TEXTE SOURCE =>
_ _ _ _ _

LE PRÉSIDENT WADE POIGNARDÉ UNE DEUXIÈME FOIS
Le rejet de la candidature de Karim Wade est un scandale qui a pour effet de « constitutionnaliser » l’existence de deux catégories de Sénégalais: ceux de souche nés de père et de mère sénégalais et ceux « douteux » dont l’un des parents a une nationalité
Pour parodier le titre du film américain de Bob Rafelson intitulé « Le facteur sonne toujours deux fois », on peut dire que notre glorieux Conseil constitutionnel aussi sévit toujours deux fois. Et comme d’habitude, au détriment de l’opposition. La première fois, c’était en 2022 lorsque, sur la base d’arguments plus que spécieux, il avait disqualifié la liste des candidats titulaires de la coalition Yewwi Askan Wi aux élections législatives de cette année-là avant, dans sa grande mansuétude, de valider celle des suppléants. Lesquels, on l’a vu, avaient réussi à faire jeu égal avec les candidats du pouvoir qui, à un député près, avaient failli perdre leur majorité à l’Assemblée nationale !
Rebelote le weekend dernier. Cette fois-ci aussi, les prétendus « sept sages » ont réussi le tour de force d’éliminer de l’élection présidentielle les deux plus sérieux candidats de l’opposition à savoir Ousmane Sonko, chef incontesté de celle-là, et Karim Meïssa Wade, un poids lourd qui aurait pu lui aussi donner du fil à retordre à Amadou Ba, le porte-étendard de Benno Bokk Yaakar (BBY) à cette mère des batailles électorales.

_ _ _ _ _

ENREGISTREMENTS FOURNIS =>
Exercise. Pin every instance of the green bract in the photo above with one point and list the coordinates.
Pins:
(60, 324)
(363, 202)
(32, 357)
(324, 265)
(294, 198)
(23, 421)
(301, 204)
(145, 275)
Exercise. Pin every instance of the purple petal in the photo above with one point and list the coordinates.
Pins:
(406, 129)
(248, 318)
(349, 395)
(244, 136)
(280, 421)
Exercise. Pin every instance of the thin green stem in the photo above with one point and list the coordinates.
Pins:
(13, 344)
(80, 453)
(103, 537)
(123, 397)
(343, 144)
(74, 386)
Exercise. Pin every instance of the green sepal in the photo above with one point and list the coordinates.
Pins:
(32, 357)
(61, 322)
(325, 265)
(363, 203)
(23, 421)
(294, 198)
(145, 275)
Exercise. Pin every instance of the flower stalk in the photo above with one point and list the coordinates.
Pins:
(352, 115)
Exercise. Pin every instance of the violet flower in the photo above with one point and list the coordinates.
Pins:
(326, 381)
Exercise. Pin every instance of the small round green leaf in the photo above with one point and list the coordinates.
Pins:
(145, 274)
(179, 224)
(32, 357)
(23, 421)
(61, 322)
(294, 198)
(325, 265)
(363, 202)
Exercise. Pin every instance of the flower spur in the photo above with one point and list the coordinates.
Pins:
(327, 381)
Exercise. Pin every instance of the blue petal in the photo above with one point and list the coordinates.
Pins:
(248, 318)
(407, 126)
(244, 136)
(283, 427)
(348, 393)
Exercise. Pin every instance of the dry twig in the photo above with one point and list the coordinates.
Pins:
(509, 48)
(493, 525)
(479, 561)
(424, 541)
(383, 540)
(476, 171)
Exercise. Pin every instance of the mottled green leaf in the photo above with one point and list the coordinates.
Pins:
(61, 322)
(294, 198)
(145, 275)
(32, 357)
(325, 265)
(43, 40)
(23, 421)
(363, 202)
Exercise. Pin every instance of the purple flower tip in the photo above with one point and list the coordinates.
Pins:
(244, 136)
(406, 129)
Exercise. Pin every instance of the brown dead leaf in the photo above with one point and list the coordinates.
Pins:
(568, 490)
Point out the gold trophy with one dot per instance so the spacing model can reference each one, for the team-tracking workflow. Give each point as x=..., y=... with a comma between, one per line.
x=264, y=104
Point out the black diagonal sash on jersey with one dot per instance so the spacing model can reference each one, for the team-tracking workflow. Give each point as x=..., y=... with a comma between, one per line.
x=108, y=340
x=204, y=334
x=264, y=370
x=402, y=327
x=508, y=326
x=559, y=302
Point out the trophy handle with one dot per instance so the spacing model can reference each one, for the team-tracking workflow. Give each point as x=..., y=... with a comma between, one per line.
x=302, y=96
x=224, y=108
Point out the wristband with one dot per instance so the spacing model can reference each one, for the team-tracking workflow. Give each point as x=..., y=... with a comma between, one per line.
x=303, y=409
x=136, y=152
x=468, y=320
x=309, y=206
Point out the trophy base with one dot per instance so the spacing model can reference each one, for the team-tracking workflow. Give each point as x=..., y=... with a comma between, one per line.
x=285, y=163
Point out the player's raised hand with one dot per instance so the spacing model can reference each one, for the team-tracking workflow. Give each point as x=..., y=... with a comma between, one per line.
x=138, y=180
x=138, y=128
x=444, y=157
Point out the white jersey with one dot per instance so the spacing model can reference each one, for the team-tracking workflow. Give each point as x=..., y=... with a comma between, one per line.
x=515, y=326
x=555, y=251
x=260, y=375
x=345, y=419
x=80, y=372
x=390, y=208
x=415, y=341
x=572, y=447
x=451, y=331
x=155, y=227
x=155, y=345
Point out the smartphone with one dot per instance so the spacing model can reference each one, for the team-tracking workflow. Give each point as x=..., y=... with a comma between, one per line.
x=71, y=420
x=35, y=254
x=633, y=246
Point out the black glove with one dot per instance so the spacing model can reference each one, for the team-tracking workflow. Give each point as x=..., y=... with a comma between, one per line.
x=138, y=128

_ _ _ _ _

CONSIGNES =>
[A] Dans l'article, recopiez la partie qui s'ouvre sur les mots contenant « Rebelote le weekend » et se clôt sur « des batailles électorales. », en remplaçant « weekend » par « week-end ».
[B] Reproduisez toutes les lignes de la partie des enregistrements qui s'ouvre sur la ligne contenant « Point out the trophy base » et se clôt sur celle contenant « x=444, y=157 », en ajoutant 47 à chacune des coordonnées des points.
L'article et les enregistrements constituent deux documents indépendants.

SOLUTIONS =>
[A]
Rebelote le week-end dernier. Cette fois-ci aussi, les prétendus « sept sages » ont réussi le tour de force d’éliminer de l’élection présidentielle les deux plus sérieux candidats de l’opposition à savoir Ousmane Sonko, chef incontesté de celle-là, et Karim Meïssa Wade, un poids lourd qui aurait pu lui aussi donner du fil à retordre à Amadou Ba, le porte-étendard de Benno Bokk Yaakar (BBY) à cette mère des batailles électorales.

[B]
Point out the trophy base with one dot per instance so the spacing model can reference each one, for the team-tracking workflow. Give each point as x=..., y=... with a comma between, one per line.
x=332, y=210
Point out the player's raised hand with one dot per instance so the spacing model can reference each one, for the team-tracking workflow. Give each point as x=..., y=... with a comma between, one per line.
x=185, y=227
x=185, y=175
x=491, y=204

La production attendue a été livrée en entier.